**TEXTAUSSCHNITT**
• • • • • • •

Den Blog haben wir nicht gemacht, weil es auf einmal Mode war, sondern weil wir eine Plattform suchten, die uns mehr Platz bietet als Facebook und Twitter, wo auch die Updates ein bisschen langlebiger sind als auf Facebook und Twitter und trotzdem eine dynamische Plattform ist.
Die SWISS ist auch auf google+. Welche Erfahrungen habt ihr bisher mit dieser Plattform gemacht und wie sind deine Prognosen?
Das ist ganz schwierig. Im Moment sehen wir noch keinen richtigen Nutzen. Ist aus meiner Sicht eine grosse Wundertüte. Dennoch war der Hype vor allem zu Beginn sehr gross. Damit wir im Moment noch nicht allzu viel investieren müssen, ist der Inhalt derselbe wie auf Facebook. Wie das mit G+ weiter geht, ist sehr schwierig zu sagen. Ich könnte mir aber vorstellen, dass G+ einmal zu einem ernsthaften Businessnetzwerk à la Xing wird. Gerade die Google-Docs und ähnliche Funktionen sind für Businesskontakte sehr interessant.
Bei euch ist auch ein Social Media Newsroom im Einsatz. Wie seid ihr auf diese Idee gekommen, was sind die Vorteile und was bringt das?
Die Idee war, eine zentrale Anlaufstelle für Onlinejournalisten und Blogger zu erstellen. Darum haben wir zusätzlich zu allen Social Media Profilen auch unsere Pressemitteilungen eingebaut. Nach dem Live-Going haben wir bemerkt, dass ein Newsroom auch für interne Zwecke super ist. So kann man Mitarbeiter, die von Social Media keine oder nur wenig Ahnung haben, auf diesen Newsroom verweisen. Hier haben sie eine tolle Übersicht über sämtliche Aktivitäten.

• • • • • • •

Einträge aus einer Sammlung
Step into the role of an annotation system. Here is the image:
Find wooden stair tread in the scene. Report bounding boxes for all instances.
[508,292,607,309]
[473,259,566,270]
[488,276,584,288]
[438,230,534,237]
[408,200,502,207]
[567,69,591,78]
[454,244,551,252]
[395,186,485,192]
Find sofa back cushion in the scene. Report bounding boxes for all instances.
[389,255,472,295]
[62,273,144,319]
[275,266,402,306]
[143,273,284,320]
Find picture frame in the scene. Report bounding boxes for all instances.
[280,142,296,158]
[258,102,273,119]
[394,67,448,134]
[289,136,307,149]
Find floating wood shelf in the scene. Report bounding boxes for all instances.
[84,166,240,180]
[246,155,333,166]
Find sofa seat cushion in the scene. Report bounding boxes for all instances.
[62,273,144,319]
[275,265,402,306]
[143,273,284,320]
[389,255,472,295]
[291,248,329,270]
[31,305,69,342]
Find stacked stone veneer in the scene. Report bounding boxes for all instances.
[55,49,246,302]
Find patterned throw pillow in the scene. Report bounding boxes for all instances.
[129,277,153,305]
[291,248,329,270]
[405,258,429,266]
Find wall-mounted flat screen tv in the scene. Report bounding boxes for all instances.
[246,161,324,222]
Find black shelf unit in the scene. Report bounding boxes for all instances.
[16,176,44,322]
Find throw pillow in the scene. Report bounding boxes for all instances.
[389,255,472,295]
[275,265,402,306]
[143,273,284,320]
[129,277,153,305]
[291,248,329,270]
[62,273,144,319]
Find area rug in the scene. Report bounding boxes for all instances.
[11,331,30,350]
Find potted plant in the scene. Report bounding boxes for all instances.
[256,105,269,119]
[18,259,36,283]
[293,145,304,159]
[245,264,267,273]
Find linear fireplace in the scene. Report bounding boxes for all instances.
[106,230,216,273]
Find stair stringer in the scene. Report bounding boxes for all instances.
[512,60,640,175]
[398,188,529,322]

• • • • • • •

**AUFGABEN**
(a) Gib aus dem Text über die Social-Media-Präsenz der SWISS Wort für Wort den Abschnitt aus, der bei „Die SWISS ist“ beginnt und bis einschließlich „Businesskontakte sehr interessant.“ reicht.
(b) Schreibe, wie der Text über die Social-Media-Präsenz der SWISS nach seinem letzten Satz weitergeht.

**ERWARTETE AUSGABEN**
(a)
Die SWISS ist auch auf google+. Welche Erfahrungen habt ihr bisher mit dieser Plattform gemacht und wie sind deine Prognosen?
Das ist ganz schwierig. Im Moment sehen wir noch keinen richtigen Nutzen. Ist aus meiner Sicht eine grosse Wundertüte. Dennoch war der Hype vor allem zu Beginn sehr gross. Damit wir im Moment noch nicht allzu viel investieren müssen, ist der Inhalt derselbe wie auf Facebook. Wie das mit G+ weiter geht, ist sehr schwierig zu sagen. Ich könnte mir aber vorstellen, dass G+ einmal zu einem ernsthaften Businessnetzwerk à la Xing wird. Gerade die Google-Docs und ähnliche Funktionen sind für Businesskontakte sehr interessant.

(b)
Ein weiterer Grund ist auch das Google-Ranking. Da komm ich zwar nicht draus, habe mir aber sagen lassen, dass ein Newsroom diesbezüglich nur Vorteile bringt.
Auf blog.swiss.com gibt es durchschnittlich 1x pro Woche einen Post. Und das seit zwei Jahren. Wir, die wir selber bloggen, wissen um den Aufwand. Wie macht ihr das? Habt ihr eine Redaktionsleitung? Wer liefert Inhalte?
Am Anfang war das in der Tat schwierig resp. sehr aufwändig mit Interviews und Ghostwriting etc. Mittlerweile werden aber praktisch alle Artikel von den Mitarbeitern selber geschrieben. Dies spart enorm viel Zeit. Die meiste Zeit von unserer Seite fliesst in die Vorbereitung: Was ist das nächste Thema/der nächste Themenblock? Was interessiert dabei die Leser? Wer kommt als Autor in Frage? Und dann das Briefing etc. der Autoren.
Zusammengefasst: Die Idee kommt meist von uns (ab und zu kommt die Idee auch gleich von Mitarbeitern) und dann gleisen wir alles auf, d.h. fragen die potentiellen Autoren an, erklären ihnen was wir in etwa wollen und was die Deadlines sind und kümmern uns dann um Übersetzung und das Aufschalten.
Wo oder worin liegen die Grenzen von Social Media?
No comment (=schlicht keine Ahnung)
Ach ja, noch was: Bist du auch mal offline…? Geht das überhaupt noch?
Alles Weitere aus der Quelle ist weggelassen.